• The task:
Replace "single dot" with "small marker" throughout the lines below and write them out again with everything else unchanged. Omit the pictures from your output.

>> BEGIN Task inputs

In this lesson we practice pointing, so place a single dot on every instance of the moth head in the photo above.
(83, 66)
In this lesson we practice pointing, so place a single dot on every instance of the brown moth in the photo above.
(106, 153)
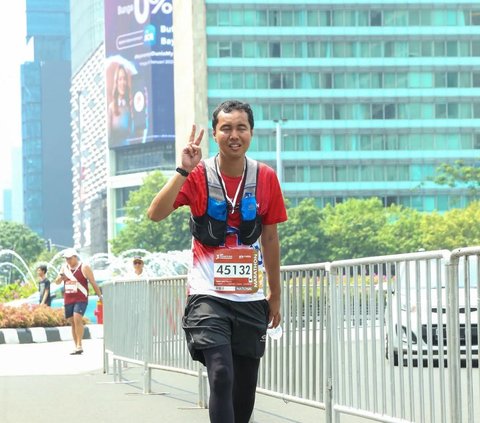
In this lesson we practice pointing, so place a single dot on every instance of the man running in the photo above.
(235, 202)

>> END Task inputs

• Exercise response:
In this lesson we practice pointing, so place a small marker on every instance of the moth head in the photo above.
(83, 66)
In this lesson we practice pointing, so place a small marker on every instance of the brown moth in the photo above.
(106, 153)
In this lesson we practice pointing, so place a small marker on every instance of the man running in the photo above.
(235, 202)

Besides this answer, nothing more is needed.